**DIRECTIONS FOR THIS TASK**
A word-for-word copy of the data, with no images, is the required answer.

■ ■ ■ ■ ■

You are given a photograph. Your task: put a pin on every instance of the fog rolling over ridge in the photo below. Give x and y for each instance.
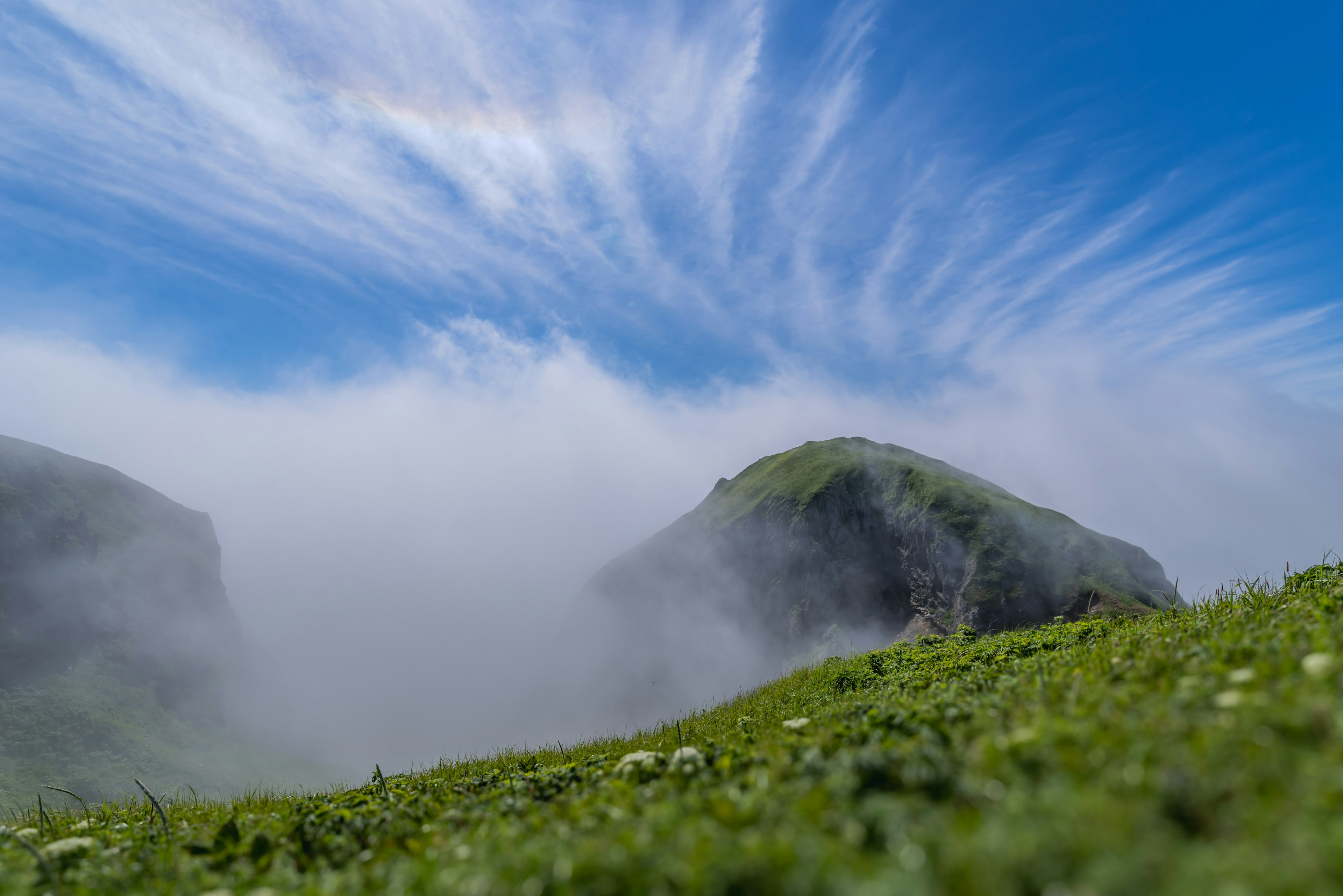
(406, 547)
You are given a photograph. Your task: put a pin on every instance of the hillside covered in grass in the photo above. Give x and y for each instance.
(1184, 751)
(879, 538)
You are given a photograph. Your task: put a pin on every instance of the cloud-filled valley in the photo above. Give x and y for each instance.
(413, 542)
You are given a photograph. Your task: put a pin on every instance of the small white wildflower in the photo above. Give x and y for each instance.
(687, 761)
(67, 848)
(633, 764)
(1317, 664)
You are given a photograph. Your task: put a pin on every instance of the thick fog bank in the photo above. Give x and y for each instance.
(405, 549)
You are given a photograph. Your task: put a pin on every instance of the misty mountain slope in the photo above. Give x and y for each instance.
(1186, 751)
(116, 633)
(88, 554)
(877, 537)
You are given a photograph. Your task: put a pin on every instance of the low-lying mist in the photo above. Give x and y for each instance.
(405, 550)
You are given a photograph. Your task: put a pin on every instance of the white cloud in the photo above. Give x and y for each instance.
(570, 159)
(407, 543)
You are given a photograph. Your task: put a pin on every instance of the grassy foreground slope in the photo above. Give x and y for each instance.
(1186, 751)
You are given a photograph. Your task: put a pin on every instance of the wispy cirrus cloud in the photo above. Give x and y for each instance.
(648, 164)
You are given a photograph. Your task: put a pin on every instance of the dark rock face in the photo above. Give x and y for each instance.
(876, 537)
(92, 559)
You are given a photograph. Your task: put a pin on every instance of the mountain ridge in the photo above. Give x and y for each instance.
(855, 532)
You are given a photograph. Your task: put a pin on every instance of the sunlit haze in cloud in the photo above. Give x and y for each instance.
(436, 307)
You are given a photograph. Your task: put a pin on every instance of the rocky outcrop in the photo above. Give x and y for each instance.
(876, 537)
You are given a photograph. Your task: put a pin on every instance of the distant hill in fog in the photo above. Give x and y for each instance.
(873, 537)
(116, 635)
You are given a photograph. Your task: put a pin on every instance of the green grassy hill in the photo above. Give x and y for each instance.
(116, 637)
(1184, 751)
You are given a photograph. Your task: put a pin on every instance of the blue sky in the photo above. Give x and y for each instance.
(884, 194)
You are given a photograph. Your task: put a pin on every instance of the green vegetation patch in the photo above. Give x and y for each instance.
(1188, 751)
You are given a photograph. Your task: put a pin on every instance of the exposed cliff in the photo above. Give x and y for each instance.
(116, 635)
(89, 557)
(868, 535)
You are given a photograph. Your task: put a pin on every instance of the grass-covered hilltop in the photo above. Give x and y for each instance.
(1191, 750)
(868, 535)
(115, 635)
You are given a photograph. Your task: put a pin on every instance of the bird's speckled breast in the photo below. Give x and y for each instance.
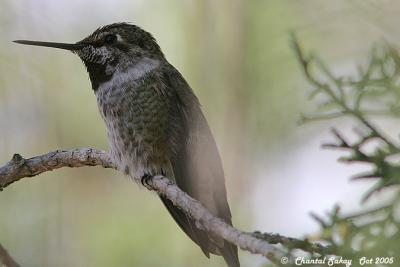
(136, 113)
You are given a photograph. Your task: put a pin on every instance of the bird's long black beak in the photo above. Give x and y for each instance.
(71, 47)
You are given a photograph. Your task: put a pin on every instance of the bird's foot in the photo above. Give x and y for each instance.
(145, 181)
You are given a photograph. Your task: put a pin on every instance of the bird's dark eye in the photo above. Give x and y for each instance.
(110, 38)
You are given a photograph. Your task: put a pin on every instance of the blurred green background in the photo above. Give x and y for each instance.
(236, 56)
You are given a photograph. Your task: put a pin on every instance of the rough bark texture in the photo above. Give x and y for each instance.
(19, 167)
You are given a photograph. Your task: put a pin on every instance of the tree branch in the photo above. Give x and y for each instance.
(18, 168)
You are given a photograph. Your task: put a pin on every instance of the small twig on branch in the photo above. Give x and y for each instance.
(5, 259)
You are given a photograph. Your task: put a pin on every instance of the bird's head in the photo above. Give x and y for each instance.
(114, 47)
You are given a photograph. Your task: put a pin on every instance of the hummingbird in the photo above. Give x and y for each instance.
(155, 125)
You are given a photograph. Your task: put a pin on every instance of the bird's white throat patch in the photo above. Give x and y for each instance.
(132, 74)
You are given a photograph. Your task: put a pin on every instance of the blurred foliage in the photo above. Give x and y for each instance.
(373, 234)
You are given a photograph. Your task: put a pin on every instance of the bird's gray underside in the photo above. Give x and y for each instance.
(193, 162)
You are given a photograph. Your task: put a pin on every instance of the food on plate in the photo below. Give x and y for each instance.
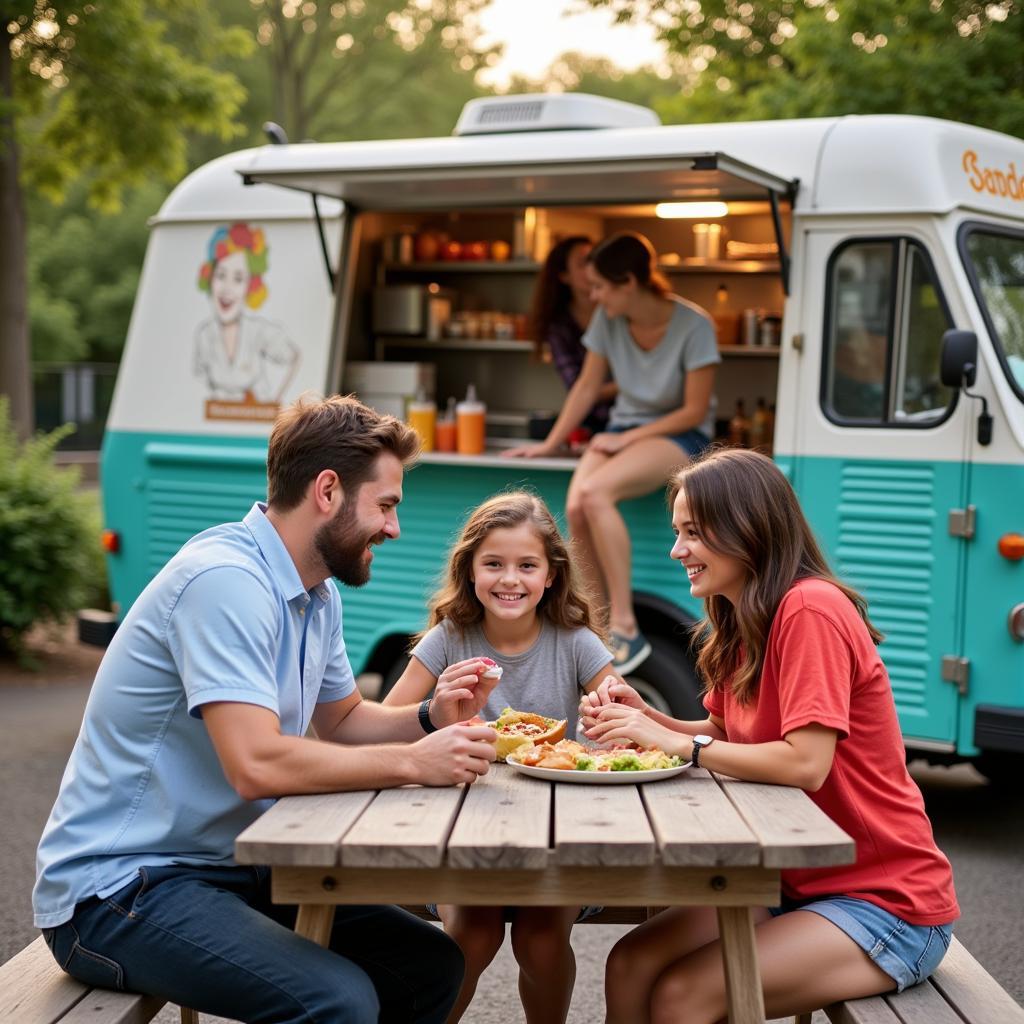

■ ■ ■ ■ ■

**REPLY**
You are given a photograph. Your task: put a pin on every instance of the fog rolling over ridge in the photo below. Give x and y for each instance.
(406, 547)
You are given a photograph. Your task: put a pin on every instance of the hillside covered in grass in the photo above. Give x and y for each instance.
(1184, 751)
(879, 538)
You are given a photograph. Your task: put a pin on every instance of the cloud-filled valley in the photo above. Give x and y for each instance.
(413, 542)
You are given a photograph. Your task: put a pin on every instance of the small white wildflower in the photo above. Give x and y for each instance.
(687, 761)
(67, 848)
(633, 764)
(1317, 664)
You are given a photograph. Your task: put a pin on every instance of the thick fog bank in the photo above. Give x and y for each instance.
(405, 549)
You are given a photograph. Your task: put a pin on every instance of the misty mountain slope in the photo above. Give x and y for each instance.
(1186, 751)
(116, 633)
(88, 554)
(877, 537)
You are given a photograph. Your task: put a pin on every instance of the low-lying mist in the photo above. Give x and y for each instance.
(405, 550)
You are given a photograph. Your task: put a pin on every instance of the white cloud in the photo above. Give x and y for each instance.
(570, 159)
(407, 543)
You are given a photograph. Your task: put a pin on every instance of the grassy foreground slope in the photo above. Give x and y for each instance.
(1186, 751)
You are given a photograph. Your task: put a pin on every instance of the wispy cirrus cloud in the photo above. Give x and y for each instance.
(648, 164)
You are given a photograph. Your task: put a pin on every instance of the dark rock face in the photo above. Give x and y for each instance.
(876, 537)
(92, 559)
You are given a photograph. Your task: put a pin on every instance of the mountain ridge in the photo above. Give x and y for each instance.
(855, 532)
You are given a photograph. Your task: put a pin on every instance of the sunlit haze in cloud in the photo above. Give x and y for each instance.
(436, 307)
You are given a photograph. Your task: put a pin on every instance of the rocky outcrop in the photo above. Give x and y for each instance.
(876, 537)
You are given a photograph. Your task: put a pin on every instance of the distant hill in fog in the photo above. Give x and y for each instance.
(873, 537)
(116, 635)
You are given a photograph. Your task: put a pin on every instance of the green grassy hill in the photo above. Give x and y for each instance.
(116, 637)
(1184, 751)
You are given a photograph. Your task: put a pin on every instance of the blue sky in the photo above. Give x and y for each instance.
(884, 194)
You are given a photograph. Your task: put a pin on every instance of the green vegetation patch in the photo above. Give x and y for each instance.
(1188, 751)
You are given a photograph. Your task: put a pin on every instance of the exposed cliff in the photo above. Give x and y for each instance.
(116, 635)
(89, 557)
(868, 535)
You are given a photograph. Your task: put a pin on every instance of the grass-covered hilltop in the photo above. Give x and y for each instance.
(1191, 750)
(868, 535)
(115, 635)
You are given a photograph. Your task: put a pin on every instance of the bird's speckled breast in the photo below. Give x and y for each instance.
(136, 113)
You are given a photograph. Your task: put a pin on every instance of the bird's long black beak in the photo above. Give x and y for each instance.
(71, 47)
You are given a photograph. Your task: put a pin on every instance of the bird's foot in the photo above. Give x and y for each instance.
(145, 181)
You are given a photograph. Your task: put a pin on every instance of the bird's dark eye in the photo above. Give x and y for each instance.
(110, 38)
You are given a photograph. Your task: put a pin on every instance of the blurred green background in the photo above. Give x and y for each instance.
(236, 56)
You are given a photograph. Your task: put a pin on every instance of the rough bark texture in the photo above. Give x and y for each instance.
(19, 167)
You are given a photograph. Your task: put a pin on every instance of the tree branch in the photo above. Give x and y for each instance.
(18, 168)
You are given a photograph. Your task: put a pin on every instance of the small twig on branch in the photo above. Give x and y for each instance.
(5, 259)
You are given a photograph. Your task: put a pin on every instance of the bird's head in the photo above. Give x and y for each instance.
(114, 47)
You are given a photograph. Your task: put a pin on every instance of the hummingbird in the photo above. Give x and y for each instance.
(155, 125)
You are given a photograph. Your task: put a pin on every instance of the bird's white throat patch in the photo above. Give x and y for each instance.
(132, 74)
You are given a photograph. Your task: put a pin on every instance of the blurred foliage in the photo above. Give x and y for each instance.
(373, 234)
You are given a photograph. Your task: put a pin on every instance of the bird's gray underside in the photo above. Give x and y for each instance.
(193, 162)
You are given a photograph. Your task: put a pin on every instance of the food on plate in the photo below. Give x and y for each instance.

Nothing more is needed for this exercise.